### EXERCISE
Write out every entry in full. Leave nothing out.

### DATA IN THIS EXERCISE
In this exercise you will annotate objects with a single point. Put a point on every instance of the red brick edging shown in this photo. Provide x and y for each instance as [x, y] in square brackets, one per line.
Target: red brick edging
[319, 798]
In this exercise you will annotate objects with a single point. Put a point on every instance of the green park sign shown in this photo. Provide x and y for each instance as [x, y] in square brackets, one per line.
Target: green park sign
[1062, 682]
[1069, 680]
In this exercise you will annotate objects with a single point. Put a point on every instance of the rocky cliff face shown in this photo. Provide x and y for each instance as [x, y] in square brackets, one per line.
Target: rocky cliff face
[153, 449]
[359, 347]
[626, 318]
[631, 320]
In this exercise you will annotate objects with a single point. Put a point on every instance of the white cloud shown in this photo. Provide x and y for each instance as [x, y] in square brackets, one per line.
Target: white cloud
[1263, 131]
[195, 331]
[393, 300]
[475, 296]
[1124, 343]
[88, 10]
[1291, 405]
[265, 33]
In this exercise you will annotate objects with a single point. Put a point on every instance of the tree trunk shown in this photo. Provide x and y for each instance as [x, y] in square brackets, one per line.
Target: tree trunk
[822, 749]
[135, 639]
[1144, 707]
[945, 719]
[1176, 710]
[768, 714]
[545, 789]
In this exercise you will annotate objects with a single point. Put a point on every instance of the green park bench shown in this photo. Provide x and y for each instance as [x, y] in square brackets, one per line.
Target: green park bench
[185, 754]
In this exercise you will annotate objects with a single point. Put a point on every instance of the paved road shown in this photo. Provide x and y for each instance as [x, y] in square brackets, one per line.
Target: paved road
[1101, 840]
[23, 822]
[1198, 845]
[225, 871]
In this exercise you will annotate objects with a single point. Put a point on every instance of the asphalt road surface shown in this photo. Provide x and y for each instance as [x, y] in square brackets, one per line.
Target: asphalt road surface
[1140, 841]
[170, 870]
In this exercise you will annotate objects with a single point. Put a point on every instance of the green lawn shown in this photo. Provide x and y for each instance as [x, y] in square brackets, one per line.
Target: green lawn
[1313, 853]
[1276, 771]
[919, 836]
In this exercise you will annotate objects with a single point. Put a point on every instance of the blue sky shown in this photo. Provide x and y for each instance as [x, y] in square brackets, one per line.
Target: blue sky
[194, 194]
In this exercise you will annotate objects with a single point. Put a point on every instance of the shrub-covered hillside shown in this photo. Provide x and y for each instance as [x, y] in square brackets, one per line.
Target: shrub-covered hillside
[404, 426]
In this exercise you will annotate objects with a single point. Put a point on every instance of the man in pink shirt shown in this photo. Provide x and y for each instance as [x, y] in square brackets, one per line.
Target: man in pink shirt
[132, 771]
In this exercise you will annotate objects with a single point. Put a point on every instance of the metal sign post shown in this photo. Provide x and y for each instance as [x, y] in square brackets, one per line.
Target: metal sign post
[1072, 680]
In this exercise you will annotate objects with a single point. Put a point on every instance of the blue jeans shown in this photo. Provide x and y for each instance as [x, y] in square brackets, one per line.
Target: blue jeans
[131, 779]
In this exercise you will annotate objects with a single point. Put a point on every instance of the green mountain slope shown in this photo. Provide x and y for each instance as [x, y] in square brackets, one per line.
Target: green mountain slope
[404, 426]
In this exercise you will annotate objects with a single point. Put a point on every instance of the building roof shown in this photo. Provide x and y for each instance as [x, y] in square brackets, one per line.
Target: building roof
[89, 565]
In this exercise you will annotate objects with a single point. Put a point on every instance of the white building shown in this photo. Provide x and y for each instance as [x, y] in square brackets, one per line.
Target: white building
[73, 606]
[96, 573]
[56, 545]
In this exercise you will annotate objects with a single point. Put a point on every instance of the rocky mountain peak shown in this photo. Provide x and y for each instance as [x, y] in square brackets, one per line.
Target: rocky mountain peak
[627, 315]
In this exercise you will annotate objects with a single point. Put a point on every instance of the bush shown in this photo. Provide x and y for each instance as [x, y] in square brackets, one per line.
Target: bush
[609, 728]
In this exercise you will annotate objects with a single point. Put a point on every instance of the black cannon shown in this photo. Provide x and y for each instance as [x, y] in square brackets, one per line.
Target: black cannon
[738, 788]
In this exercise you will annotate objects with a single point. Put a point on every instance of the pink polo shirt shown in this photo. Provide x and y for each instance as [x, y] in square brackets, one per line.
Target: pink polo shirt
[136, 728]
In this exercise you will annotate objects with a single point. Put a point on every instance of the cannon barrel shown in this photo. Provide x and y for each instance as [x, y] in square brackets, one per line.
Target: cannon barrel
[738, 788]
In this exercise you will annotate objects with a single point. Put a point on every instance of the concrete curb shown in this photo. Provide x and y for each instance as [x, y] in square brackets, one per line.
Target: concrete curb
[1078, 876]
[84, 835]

### SOLUTION FOR THIS PROBLEM
In this exercise you will annotate objects with a single point. Put a point on every instance of the red brick edging shown in this photo. Provide x and y for each instance as [x, y] in square brackets, one per line.
Target: red brick edging
[319, 798]
In this exercise you will annotate objects with a single point. Put a point on every instance of the green park sign shown in this photo. Provide x and y for each instance as [x, y] in square brackets, one per line.
Target: green park sign
[1062, 682]
[1069, 680]
In this exercise you will annotate objects with a single point. Put a point on every instance of the rocky cliff face shown in this photo. Provide x and y for each instance as [x, y] in square brackets, one per line.
Target: rocky cliff face
[153, 449]
[359, 347]
[626, 318]
[631, 320]
In this exercise you will annotate objects with a single point. Put a point on every instance of the white cloud shown in this photo. Provide x and y for each instance as [x, y] in square brackets, one per line.
Target: white cloud
[1263, 131]
[195, 331]
[393, 300]
[475, 296]
[1124, 343]
[88, 10]
[1291, 405]
[265, 33]
In this exercise you will annotate objects with a single point. Put a point on every instance of the tree trunk shown in this photo. Provide x and y for each instance as [x, y] in square brackets, one per line.
Target: tree trunk
[822, 749]
[135, 639]
[1144, 707]
[945, 719]
[1176, 710]
[768, 714]
[545, 789]
In this exercise you will annotate objects with a single point. Put a point on every instance of the green park bench shown in this photo. Provide x and y for each instance as [x, y] in square brackets, one per line.
Target: green park bench
[185, 754]
In this exercise you will annotate objects with a single point. Put a point on every instance of the paved road shown in this photo. Provide x and y for each instance as [x, y] in square brackets, one per line.
Target: paved road
[1101, 840]
[23, 822]
[1198, 845]
[225, 871]
In this exercise you will annotate objects with a single point. Put a point on every instance of the asphalt road surface shown in this photo. Provide x and y for each instance as [x, y] in square brackets, one per line.
Target: asphalt road surface
[1140, 841]
[170, 870]
In this exercise you will annotate objects with a single point. Put a point on every instance of the green lawn shown in this photo. Provide x and y for each instance as [x, y] in square brackets, one per line.
Target: green lawn
[1313, 853]
[1276, 771]
[919, 836]
In this exercise you will annotate objects with a single point. Put a point on every instance of the blue sky shown in this photo. Provide x and y for each instance as [x, y] in square brackets, one per line.
Target: blue sky
[194, 194]
In this exercise you will annotate objects with a single point. Put a point on every instance of the shrub-covered hillside shown in this photo. Provide x and y for each instance as [x, y] in square brackets, one per line.
Target: shrub-covered hillside
[404, 426]
In this exercise you will annotate objects with a single point. Put a point on every instance of the man in pink shirt shown in this photo. Provide x and y for each instance as [x, y] in square brackets, one per line.
Target: man in pink shirt
[132, 771]
In this exercise you will annotate objects with a single point. Put a point on every instance of the metal sign post shown in this photo. Provide x and y for each instance as [x, y] in square brackets, one per line.
Target: metal sign post
[1072, 680]
In this exercise you will annotate objects with a single point. Put a point on every instance of the blue jeans shown in this photo. Provide x and y for each instance as [x, y] in square brackets, one per line.
Target: blue jeans
[131, 779]
In this exercise you will annotate objects with a single point. Put a point on every instance of the green mountain slope shown in this photo. Provide x and y for each instance as [x, y] in square brackets, one per line.
Target: green mountain slope
[404, 426]
In this exercise you will annotate objects with a single point. Put a point on every instance of the building roof shown in this photo. Provide x and y for each instance as [x, y] in square brackets, one per line.
Target: building roof
[89, 565]
In this exercise you will annotate objects with a single point. Put a point on every instance of the white building shown in this photo. Provide x and y for each instance as [x, y] in square brackets, one per line.
Target: white building
[73, 606]
[96, 573]
[56, 545]
In this exercise you will annotate objects with a single point. Put a point on every instance of the rocky mountain peak shown in this photo. Provide x and y for each instance as [x, y] in square brackets, one per line.
Target: rocky mountain peak
[627, 315]
In this exercise you will annotate objects with a single point. Put a point on every instance of the bush shown in this photo. Provide x and y for each instance as [x, y] in square brackets, one per line.
Target: bush
[609, 728]
In this exercise you will annotate objects with a single point. Put a point on every instance of the black cannon shown in this photo. Provide x and y for each instance as [x, y] in square brackets, one per line.
Target: black cannon
[738, 788]
In this exercise you will annotate objects with a single point. Put a point on every instance of the pink polo shirt shown in this photo. Provide x and y for each instance as [x, y] in square brackets, one per line.
Target: pink polo shirt
[136, 728]
In this exercise you will annotate objects with a single point. Put a point on every instance of the cannon barrel shown in this photo. Provide x and y for each instance as [x, y] in square brackets, one per line.
Target: cannon barrel
[738, 788]
In this exercise you will annotate objects with a single point. Put a point on every instance of the concrete curb shown in this photo. Provide x and y for each instance as [x, y] in square brackets, one per line.
Target: concrete curb
[1078, 876]
[84, 835]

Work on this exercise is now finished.